What is needed: The listing is to be printed in full, exactly as given.

Source information:
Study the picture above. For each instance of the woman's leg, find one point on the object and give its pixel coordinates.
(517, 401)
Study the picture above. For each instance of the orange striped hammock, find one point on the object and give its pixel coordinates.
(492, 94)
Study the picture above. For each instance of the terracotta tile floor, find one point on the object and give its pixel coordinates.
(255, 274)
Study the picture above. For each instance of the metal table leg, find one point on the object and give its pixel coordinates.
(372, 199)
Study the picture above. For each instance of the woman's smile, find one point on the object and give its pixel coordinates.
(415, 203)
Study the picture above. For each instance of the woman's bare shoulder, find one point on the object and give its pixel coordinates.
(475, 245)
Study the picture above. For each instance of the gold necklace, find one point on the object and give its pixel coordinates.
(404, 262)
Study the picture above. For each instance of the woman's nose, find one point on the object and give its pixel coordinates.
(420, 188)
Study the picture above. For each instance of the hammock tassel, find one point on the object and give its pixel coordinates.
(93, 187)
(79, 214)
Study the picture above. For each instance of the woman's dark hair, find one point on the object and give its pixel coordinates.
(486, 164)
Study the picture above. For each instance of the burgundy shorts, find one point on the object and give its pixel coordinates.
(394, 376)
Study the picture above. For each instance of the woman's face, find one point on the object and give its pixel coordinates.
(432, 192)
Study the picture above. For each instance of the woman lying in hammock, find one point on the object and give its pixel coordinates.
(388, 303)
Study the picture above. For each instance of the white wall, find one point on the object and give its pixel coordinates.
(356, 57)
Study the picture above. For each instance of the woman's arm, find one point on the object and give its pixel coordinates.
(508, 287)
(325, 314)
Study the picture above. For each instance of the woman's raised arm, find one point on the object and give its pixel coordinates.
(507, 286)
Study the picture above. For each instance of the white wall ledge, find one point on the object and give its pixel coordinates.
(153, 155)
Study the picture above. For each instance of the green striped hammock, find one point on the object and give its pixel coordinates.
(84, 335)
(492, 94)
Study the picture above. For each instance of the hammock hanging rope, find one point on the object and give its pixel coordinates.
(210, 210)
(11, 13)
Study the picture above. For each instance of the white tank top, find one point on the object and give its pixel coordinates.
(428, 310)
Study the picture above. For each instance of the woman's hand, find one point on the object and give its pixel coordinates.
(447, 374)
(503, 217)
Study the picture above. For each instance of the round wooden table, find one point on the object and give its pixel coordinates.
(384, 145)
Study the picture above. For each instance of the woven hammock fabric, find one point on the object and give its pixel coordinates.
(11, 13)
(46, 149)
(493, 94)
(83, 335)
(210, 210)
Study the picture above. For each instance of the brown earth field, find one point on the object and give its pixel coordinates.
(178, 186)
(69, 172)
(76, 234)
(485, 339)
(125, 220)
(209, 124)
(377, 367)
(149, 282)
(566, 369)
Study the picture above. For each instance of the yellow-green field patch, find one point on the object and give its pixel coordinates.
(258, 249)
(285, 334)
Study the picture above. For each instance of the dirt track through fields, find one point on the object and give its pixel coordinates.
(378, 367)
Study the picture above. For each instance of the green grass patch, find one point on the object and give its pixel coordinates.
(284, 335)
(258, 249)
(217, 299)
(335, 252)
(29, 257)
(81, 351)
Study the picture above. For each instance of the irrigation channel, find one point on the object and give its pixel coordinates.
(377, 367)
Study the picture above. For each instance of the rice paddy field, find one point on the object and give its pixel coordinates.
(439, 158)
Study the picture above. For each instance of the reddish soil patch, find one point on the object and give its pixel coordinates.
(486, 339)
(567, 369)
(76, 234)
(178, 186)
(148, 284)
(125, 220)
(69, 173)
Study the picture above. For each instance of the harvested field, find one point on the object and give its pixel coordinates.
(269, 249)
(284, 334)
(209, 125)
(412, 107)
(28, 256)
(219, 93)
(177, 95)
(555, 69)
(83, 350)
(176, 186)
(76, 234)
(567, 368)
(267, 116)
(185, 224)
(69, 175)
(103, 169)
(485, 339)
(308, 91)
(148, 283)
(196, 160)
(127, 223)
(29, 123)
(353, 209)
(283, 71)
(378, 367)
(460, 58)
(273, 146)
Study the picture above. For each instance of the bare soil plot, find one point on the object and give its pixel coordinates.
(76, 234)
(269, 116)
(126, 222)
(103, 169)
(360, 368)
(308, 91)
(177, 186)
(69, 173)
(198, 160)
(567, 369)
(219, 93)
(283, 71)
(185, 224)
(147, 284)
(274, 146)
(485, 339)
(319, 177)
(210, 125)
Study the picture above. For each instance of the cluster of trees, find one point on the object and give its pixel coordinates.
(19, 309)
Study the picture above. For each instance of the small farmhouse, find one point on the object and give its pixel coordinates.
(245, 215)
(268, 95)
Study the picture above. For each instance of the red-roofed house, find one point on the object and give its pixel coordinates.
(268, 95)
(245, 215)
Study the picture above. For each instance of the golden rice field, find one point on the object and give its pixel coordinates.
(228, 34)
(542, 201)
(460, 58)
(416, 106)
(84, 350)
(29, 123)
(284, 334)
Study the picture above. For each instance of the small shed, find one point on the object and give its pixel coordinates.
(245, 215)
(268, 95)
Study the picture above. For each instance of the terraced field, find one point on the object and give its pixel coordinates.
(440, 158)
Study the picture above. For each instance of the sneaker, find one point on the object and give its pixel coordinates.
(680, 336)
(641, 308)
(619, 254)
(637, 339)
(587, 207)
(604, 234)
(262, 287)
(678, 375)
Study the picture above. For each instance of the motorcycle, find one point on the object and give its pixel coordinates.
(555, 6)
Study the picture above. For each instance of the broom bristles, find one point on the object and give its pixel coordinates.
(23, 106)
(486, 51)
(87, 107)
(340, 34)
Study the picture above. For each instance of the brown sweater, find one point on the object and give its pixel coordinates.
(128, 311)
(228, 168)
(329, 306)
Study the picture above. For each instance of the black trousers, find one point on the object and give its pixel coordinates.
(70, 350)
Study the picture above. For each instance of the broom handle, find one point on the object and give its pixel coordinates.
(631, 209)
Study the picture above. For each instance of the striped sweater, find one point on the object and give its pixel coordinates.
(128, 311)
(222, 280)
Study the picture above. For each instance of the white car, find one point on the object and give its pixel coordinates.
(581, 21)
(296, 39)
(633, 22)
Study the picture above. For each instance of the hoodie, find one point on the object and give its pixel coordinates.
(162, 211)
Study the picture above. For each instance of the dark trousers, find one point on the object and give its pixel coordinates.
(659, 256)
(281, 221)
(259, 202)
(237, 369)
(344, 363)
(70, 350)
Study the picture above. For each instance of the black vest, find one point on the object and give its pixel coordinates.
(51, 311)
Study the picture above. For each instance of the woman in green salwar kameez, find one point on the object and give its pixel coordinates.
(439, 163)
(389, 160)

Answer for this exercise:
Study the picture above. For each instance of the woman's leg, find one point on the object and give its pixel coordinates.
(517, 401)
Study the picture above. For each instance of the orange striped hammock, find one point on the object and give its pixel coordinates.
(492, 94)
Study the picture above. For each instance of the terracotta tile floor, find one point on the object and give its pixel coordinates.
(255, 274)
Study the picture above. For each instance of the metal table leg, find one point on the object and give its pixel coordinates.
(372, 199)
Study the picture above. For each instance of the woman's smile, find one point on the object and give its pixel coordinates.
(415, 203)
Study the picture above. For each instance of the woman's bare shoulder, find one point on the object and give its pixel coordinates.
(475, 245)
Study the picture above. For each instance of the gold necklace, find one point on the object and give its pixel coordinates.
(404, 262)
Study the picture above. For each instance of the woman's nose, find one point on the object and give its pixel coordinates.
(420, 188)
Study the picture above. For each instance of the hammock tassel, find one point on the object and give its pixel coordinates.
(93, 187)
(79, 214)
Study the picture above. For each instance of the woman's dark hair, find one point on the object and give its pixel coordinates.
(486, 164)
Study the picture above. For each instance of the burgundy shorts, find one point on the object and give its pixel coordinates.
(394, 376)
Study the picture above. For each instance of the woman's face, find one point on the object and give its pixel coordinates.
(432, 192)
Study the picture above. For each instance of the woman lying in hammock, find one point on the object and give its pixel coordinates.
(388, 303)
Study the picture above. For each instance of the white wall, find one point on the object and give its pixel coordinates.
(356, 57)
Study the picture above. For each instance of the woman's arm, find one point on the object and give its pixel coordinates.
(508, 287)
(325, 314)
Study the picture above. For each instance of the woman's raised arm, find one point on the object and give its pixel coordinates.
(507, 286)
Study the picture above. For each instance of the white wall ledge, find one point on the object and give its pixel coordinates.
(153, 155)
Study the picture above. For each instance of the green striped hammock, find one point on the object and give its pixel coordinates.
(84, 335)
(492, 94)
Study the picture above. For each instance of the hammock hanging rope, find one point on the object and give its pixel coordinates.
(210, 210)
(11, 13)
Study the picture above. For each instance of the white tank top, find one point on the object and give its pixel coordinates.
(428, 310)
Study the picture above. For each instance of the woman's hand, find one point on the object and give its pixel coordinates.
(447, 374)
(503, 217)
Study the picture above. For each instance of the round wooden table, find one point on the object and give its pixel coordinates.
(384, 145)
Study the picture above. For each instance of the woven hammock fabric, find one point on the object and give its pixel coordinates.
(11, 13)
(46, 149)
(493, 94)
(83, 335)
(210, 210)
Study the picture above. For each instance of the brown earth field, find one point on the object and give its pixel coordinates.
(178, 186)
(69, 172)
(76, 234)
(485, 339)
(125, 220)
(209, 124)
(377, 367)
(149, 282)
(566, 369)
Study the picture above. For each instance of the yellow-green field patch, find one point on the object and give its pixel coordinates.
(258, 249)
(285, 334)
Study the picture above. For each instance of the dirt track through fields, find one point on the object and give its pixel coordinates.
(378, 367)
Study the picture above. For each instance of the green grass patch, find one point on the object and give its pixel coordinates.
(284, 335)
(258, 249)
(217, 299)
(335, 252)
(29, 257)
(81, 351)
Study the picture above. For each instance of the irrigation channel, find one point on the object and give its pixel coordinates.
(377, 367)
Study the picture above. For each instance of the rice paddy field, find one point on the object and give its pixel coordinates.
(439, 158)
Study the picture above. For each instance of the reddish soil patch, find one point on the object and give its pixel coordinates.
(486, 339)
(567, 369)
(76, 234)
(178, 186)
(148, 284)
(125, 220)
(69, 173)
Study the picture above. For each instance of the harvested field, find one point on the object and give its pixel coordinates.
(269, 249)
(284, 334)
(209, 125)
(412, 107)
(28, 256)
(219, 93)
(177, 95)
(555, 69)
(83, 350)
(176, 186)
(76, 234)
(567, 368)
(267, 116)
(185, 224)
(69, 175)
(103, 169)
(485, 339)
(308, 91)
(148, 283)
(196, 160)
(127, 223)
(29, 123)
(353, 209)
(283, 71)
(378, 367)
(460, 58)
(273, 146)
Study the picture above. For each instance of the bare soil plot, find one point on the object and give its pixel coordinates.
(76, 234)
(269, 116)
(126, 222)
(103, 169)
(360, 368)
(308, 91)
(177, 186)
(69, 173)
(198, 160)
(567, 369)
(219, 93)
(283, 71)
(185, 224)
(147, 284)
(274, 146)
(485, 339)
(319, 177)
(210, 125)
Study the picture above. For each instance of the cluster of trees, find one point on the object and give its pixel coordinates.
(19, 309)
Study the picture above. For each instance of the small farmhouse, find one point on the object and give its pixel coordinates.
(245, 215)
(268, 95)
Study the picture above. For each instance of the red-roofed house, find one point on the object and give its pixel coordinates.
(268, 95)
(245, 215)
Study the picture above. For each instance of the golden rice field, find one point on the object and give its pixel coordinates.
(228, 34)
(542, 201)
(460, 58)
(416, 106)
(84, 350)
(29, 123)
(284, 334)
Study the picture above. For each instance of the small shed, find one point on the object and give its pixel coordinates.
(245, 215)
(268, 95)
Study the picture above. For each instance of the terraced field, find one point on the object and give its pixel coordinates.
(440, 158)
Study the picture above. For each instance of the sneaker, find one point on the object and give its pixel coordinates.
(680, 336)
(641, 308)
(619, 254)
(637, 339)
(587, 207)
(604, 234)
(262, 287)
(678, 375)
Study the picture above. For each instance of the motorcycle, find one point on the object and give its pixel coordinates.
(555, 6)
Study the picture above. For each instance of the broom bristles, find one point on the object and give its pixel coordinates.
(23, 106)
(486, 51)
(87, 107)
(340, 34)
Study the picture above. For each instance of the brown sweater, find one point on the object and give its pixel coordinates.
(128, 311)
(228, 168)
(329, 306)
Study the picture above. For each instance of the black trousers, find one point on the object and give its pixel coordinates.
(70, 350)
Study the picture above. For each instance of the broom handle, find one point on the object and give its pixel coordinates.
(631, 209)
Study the picture above. For each instance of the striped sweater, find one point on the object and give its pixel coordinates.
(128, 311)
(222, 280)
Study the picture above. For each instance of the white car, find one point on the object and give its pixel coordinates.
(581, 21)
(296, 39)
(633, 22)
Study the picture above. For each instance of the hoodie, find one point on the object and give its pixel coordinates.
(162, 211)
Study the picture above. For each instance of the dark trousers, find one point on the object and give its pixel coordinates.
(659, 256)
(281, 221)
(259, 202)
(237, 369)
(344, 363)
(70, 350)
Study the picture above. For each instance of the black vest, find one point on the object and give its pixel coordinates.
(51, 311)
Study the picture above. For each instance of the woman in green salwar kameez, find one point on the object and give its pixel coordinates.
(439, 163)
(389, 160)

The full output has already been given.